▶ EXERCISE BRIEF
Repeat the listing in full. Nothing may be added or left out.

══ SUPPLIED MATERIAL

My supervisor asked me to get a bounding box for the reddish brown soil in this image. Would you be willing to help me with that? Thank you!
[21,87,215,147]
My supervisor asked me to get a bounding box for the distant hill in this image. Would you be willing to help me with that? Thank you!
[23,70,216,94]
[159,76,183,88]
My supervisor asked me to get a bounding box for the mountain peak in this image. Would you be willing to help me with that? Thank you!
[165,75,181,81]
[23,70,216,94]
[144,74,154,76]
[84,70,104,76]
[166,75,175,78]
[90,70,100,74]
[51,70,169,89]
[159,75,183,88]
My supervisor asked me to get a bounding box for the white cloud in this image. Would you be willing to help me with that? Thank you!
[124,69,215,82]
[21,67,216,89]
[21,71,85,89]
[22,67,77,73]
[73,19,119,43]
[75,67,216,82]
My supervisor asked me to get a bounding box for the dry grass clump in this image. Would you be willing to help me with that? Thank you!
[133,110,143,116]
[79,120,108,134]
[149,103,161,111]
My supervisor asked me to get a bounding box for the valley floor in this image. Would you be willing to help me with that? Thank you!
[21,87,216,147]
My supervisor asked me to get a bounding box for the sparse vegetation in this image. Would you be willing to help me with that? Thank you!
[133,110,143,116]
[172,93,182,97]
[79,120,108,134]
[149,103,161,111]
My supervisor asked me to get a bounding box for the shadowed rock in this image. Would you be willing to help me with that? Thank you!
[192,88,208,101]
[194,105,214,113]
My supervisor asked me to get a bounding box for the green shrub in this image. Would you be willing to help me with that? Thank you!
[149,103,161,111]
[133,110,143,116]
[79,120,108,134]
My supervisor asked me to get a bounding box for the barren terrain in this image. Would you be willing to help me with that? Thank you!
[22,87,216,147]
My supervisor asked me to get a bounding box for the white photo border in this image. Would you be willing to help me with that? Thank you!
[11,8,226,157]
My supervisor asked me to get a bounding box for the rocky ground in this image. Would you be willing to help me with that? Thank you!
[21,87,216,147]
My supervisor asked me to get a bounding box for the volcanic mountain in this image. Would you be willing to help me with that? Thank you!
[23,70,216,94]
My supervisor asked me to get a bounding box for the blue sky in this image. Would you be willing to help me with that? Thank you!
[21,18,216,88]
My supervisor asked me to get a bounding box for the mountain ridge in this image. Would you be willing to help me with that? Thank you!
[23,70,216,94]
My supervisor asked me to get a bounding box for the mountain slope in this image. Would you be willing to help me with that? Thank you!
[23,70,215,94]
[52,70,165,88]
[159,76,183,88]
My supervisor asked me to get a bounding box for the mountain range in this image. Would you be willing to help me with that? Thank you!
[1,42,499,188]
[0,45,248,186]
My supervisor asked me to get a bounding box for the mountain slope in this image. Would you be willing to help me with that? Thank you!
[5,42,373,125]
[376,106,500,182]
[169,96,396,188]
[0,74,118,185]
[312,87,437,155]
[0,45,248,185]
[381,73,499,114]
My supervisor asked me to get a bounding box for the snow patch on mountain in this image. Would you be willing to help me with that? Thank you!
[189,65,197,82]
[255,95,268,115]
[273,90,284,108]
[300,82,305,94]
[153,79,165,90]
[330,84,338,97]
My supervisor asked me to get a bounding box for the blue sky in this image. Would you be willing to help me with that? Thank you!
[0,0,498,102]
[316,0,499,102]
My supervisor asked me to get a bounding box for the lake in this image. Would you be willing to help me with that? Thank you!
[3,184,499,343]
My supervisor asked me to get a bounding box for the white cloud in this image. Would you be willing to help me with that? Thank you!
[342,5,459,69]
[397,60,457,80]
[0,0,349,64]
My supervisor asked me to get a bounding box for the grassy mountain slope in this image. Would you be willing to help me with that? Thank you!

════

▶ ANSWER
My supervisor asked me to get a bounding box for the reddish brown soil in this image. Would you be willing to help me with that? Thank you!
[21,87,215,147]
My supervisor asked me to get a bounding box for the distant hill in this image. Would you be willing to help me with that? Thank you!
[23,70,216,94]
[159,76,183,88]
My supervisor asked me to get a bounding box for the mountain peak in this image. Would you be willing to help me with that? Thank you!
[165,75,181,81]
[23,70,216,94]
[144,74,154,76]
[84,70,104,76]
[166,75,175,78]
[90,70,100,74]
[51,70,169,89]
[159,75,183,88]
My supervisor asked me to get a bounding box for the white cloud in this image. Would you be willing to help me with that? Thank you!
[124,69,215,82]
[21,67,216,89]
[21,71,85,89]
[22,67,77,73]
[73,19,119,43]
[75,67,216,82]
My supervisor asked me to get a bounding box for the dry grass clump in this image. Would you be willing to help me with that? Thank you!
[133,110,143,116]
[79,120,108,134]
[149,103,161,111]
My supervisor asked me to get a bounding box for the valley floor in this image. Would you be willing to help me with that? Thank you!
[21,87,216,147]
My supervisor asked me to get a bounding box for the sparse vegetation in this image. Would you be willing to help me with that? Thank you!
[133,110,143,116]
[172,93,182,97]
[79,120,108,134]
[149,103,161,111]
My supervisor asked me to get a bounding box for the shadowed rock in this image. Would you be willing to help me with that? Thank you!
[192,88,208,101]
[194,105,214,113]
My supervisor asked me to get a bounding box for the green shrub in this image. Would you be willing to help me with that? Thank you!
[149,103,161,111]
[133,110,143,116]
[79,120,108,134]
My supervisor asked me to get a bounding box for the barren terrain in this image. Would you be willing to help me with that? Thank you!
[22,87,216,147]
My supervisor asked me to get a bounding box for the white photo border in this image. Would you be willing to help me with that? Thank you!
[11,8,226,157]
My supervisor asked me to get a bounding box for the rocky ground in this image. Would you be willing to help me with that? Thank you!
[21,87,216,147]
My supervisor asked me to get a bounding box for the volcanic mountain in this image. Would you be willing to help me with that? Thank you!
[23,70,216,94]
My supervisor asked me to get a bounding box for the blue sky in this image. Would you be willing to help me with that? Thank you!
[21,18,216,88]
My supervisor asked me to get a bounding box for the mountain ridge in this image. Would you be willing to help me with that? Thank you!
[23,70,216,94]
My supervisor asked me to get a bounding box for the mountain slope in this image. Would you be willing to help me with that? Thank you!
[23,70,215,94]
[52,70,165,88]
[159,76,183,88]
My supervisor asked me to get a bounding box for the mountain range in this image. Would you be willing to help me with that? Thank you!
[1,42,499,188]
[0,45,248,186]
My supervisor asked me to get a bounding box for the mountain slope in this image. Would you be willing to help me with that? Thank you!
[5,42,373,125]
[376,106,500,182]
[169,96,396,188]
[0,74,118,185]
[312,87,437,155]
[0,45,248,185]
[381,73,499,114]
My supervisor asked me to get a bounding box for the snow patch on mountain in this image. Would you be willing to help me with that? Thank you!
[189,65,197,82]
[255,95,268,115]
[273,90,284,108]
[300,82,305,94]
[153,79,165,90]
[330,84,338,97]
My supervisor asked me to get a bounding box for the blue sky in this image. Would you be willing to help me with that? Thank you!
[0,0,498,102]
[316,0,499,102]
My supervisor asked me to get a bounding box for the lake in this image. Would you be willing to help me with that? Thank you!
[3,184,499,343]
My supervisor asked me to get a bounding box for the white cloud in this image. Would you be willing to help me with that? Thank you!
[342,5,459,69]
[397,60,457,80]
[0,0,349,64]
My supervisor asked me to get a bounding box for the grassy mountain slope in this image. Would you be willing to help me with that? Thank you!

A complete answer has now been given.